◆ **What the task asks**
Can you give all the records again without altering a single character?

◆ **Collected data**

__________________________________________________

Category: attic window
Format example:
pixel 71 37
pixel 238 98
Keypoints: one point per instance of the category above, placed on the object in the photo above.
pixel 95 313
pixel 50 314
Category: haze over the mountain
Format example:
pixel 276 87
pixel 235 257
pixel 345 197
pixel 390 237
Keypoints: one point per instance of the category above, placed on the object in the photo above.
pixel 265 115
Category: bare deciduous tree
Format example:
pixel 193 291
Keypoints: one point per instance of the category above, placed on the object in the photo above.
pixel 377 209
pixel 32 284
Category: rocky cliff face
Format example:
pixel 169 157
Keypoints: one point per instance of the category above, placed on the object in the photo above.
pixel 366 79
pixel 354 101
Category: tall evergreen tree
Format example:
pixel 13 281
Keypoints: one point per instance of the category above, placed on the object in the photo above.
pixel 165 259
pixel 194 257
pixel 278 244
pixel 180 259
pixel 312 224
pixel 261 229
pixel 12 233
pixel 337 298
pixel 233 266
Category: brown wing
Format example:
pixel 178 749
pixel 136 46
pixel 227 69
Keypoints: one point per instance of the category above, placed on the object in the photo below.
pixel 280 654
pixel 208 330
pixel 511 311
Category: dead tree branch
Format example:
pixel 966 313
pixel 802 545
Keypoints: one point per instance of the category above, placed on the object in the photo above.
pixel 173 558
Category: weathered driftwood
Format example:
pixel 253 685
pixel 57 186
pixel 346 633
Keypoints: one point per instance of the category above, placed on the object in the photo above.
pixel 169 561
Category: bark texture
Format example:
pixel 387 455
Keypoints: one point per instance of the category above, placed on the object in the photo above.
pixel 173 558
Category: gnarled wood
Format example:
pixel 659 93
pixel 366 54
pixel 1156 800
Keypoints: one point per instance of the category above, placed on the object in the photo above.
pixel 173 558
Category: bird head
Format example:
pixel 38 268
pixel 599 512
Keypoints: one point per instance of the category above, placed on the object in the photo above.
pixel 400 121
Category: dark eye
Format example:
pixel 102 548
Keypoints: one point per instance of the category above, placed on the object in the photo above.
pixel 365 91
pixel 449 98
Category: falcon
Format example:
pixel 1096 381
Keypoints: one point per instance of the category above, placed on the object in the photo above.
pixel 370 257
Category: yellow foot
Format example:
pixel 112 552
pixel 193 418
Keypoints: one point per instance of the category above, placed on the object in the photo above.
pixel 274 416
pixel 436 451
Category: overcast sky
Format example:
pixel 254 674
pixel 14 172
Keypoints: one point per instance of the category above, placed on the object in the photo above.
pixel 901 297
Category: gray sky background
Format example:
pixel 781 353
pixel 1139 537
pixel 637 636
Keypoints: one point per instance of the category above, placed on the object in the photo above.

__________________________________________________

◆ **Full output**
Category: attic window
Format example:
pixel 71 37
pixel 238 98
Keypoints: one point per instance of the category above, placed on the object in the photo above.
pixel 95 313
pixel 50 314
Category: haze over the mountain
Format example:
pixel 276 87
pixel 235 257
pixel 345 197
pixel 390 237
Keypoints: one point per instance of the category above, placed on the object in the photo above.
pixel 265 115
Category: bare deciduous tree
Format example:
pixel 193 291
Keypoints: one point per instance of the category above, placed on the object in the photo above.
pixel 377 209
pixel 32 284
Category: rocky cliff face
Format example:
pixel 169 157
Keypoints: one point per instance of the category above, placed on the object in the photo above.
pixel 366 79
pixel 354 101
Category: tall evergreen tree
Format example:
pixel 13 281
Keypoints: one point per instance of the category above, placed on the object in the photo above.
pixel 165 259
pixel 194 257
pixel 278 244
pixel 180 259
pixel 312 224
pixel 261 229
pixel 12 233
pixel 337 298
pixel 233 266
Category: brown wing
Format example:
pixel 178 749
pixel 136 46
pixel 227 69
Keypoints: one point per instance of the category above, placed on the object in the photo below.
pixel 280 654
pixel 208 330
pixel 511 311
Category: dead tree branch
Format example:
pixel 966 313
pixel 802 545
Keypoints: one point per instance of the category above, placed on the object in the photo above.
pixel 173 558
Category: weathered driftwood
Format example:
pixel 253 685
pixel 57 186
pixel 346 633
Keypoints: one point per instance of the category above, placed on the object in the photo above.
pixel 169 561
Category: bark texture
Format example:
pixel 387 455
Keypoints: one point per instance of the category above, placed on the object in the photo above.
pixel 173 558
Category: gnarled wood
Format example:
pixel 659 93
pixel 366 54
pixel 1156 800
Keypoints: one point per instance of the category above, placed on the object in the photo above.
pixel 173 558
Category: bird head
Format example:
pixel 38 268
pixel 599 512
Keypoints: one point per instance of the category above, placed on the object in the photo above.
pixel 400 121
Category: dark eye
Format example:
pixel 102 548
Keypoints: one point per instance of the category above, placed on the object in the photo above.
pixel 365 91
pixel 449 98
Category: falcon
Format example:
pixel 1096 381
Keypoints: one point per instance of the category above, placed on the object in the photo above.
pixel 370 257
Category: yellow foot
Format example:
pixel 112 552
pixel 193 418
Keypoints: one point per instance of the category above, placed on the object in the photo above.
pixel 274 416
pixel 436 451
Category: overcast sky
Format example:
pixel 254 674
pixel 14 172
Keypoints: one point per instance of the category above, placed on the object in the photo above.
pixel 901 297
Category: gray sky background
Format example:
pixel 781 353
pixel 1139 537
pixel 637 636
Keypoints: one point per instance of the category above, placed on the object in the photo above.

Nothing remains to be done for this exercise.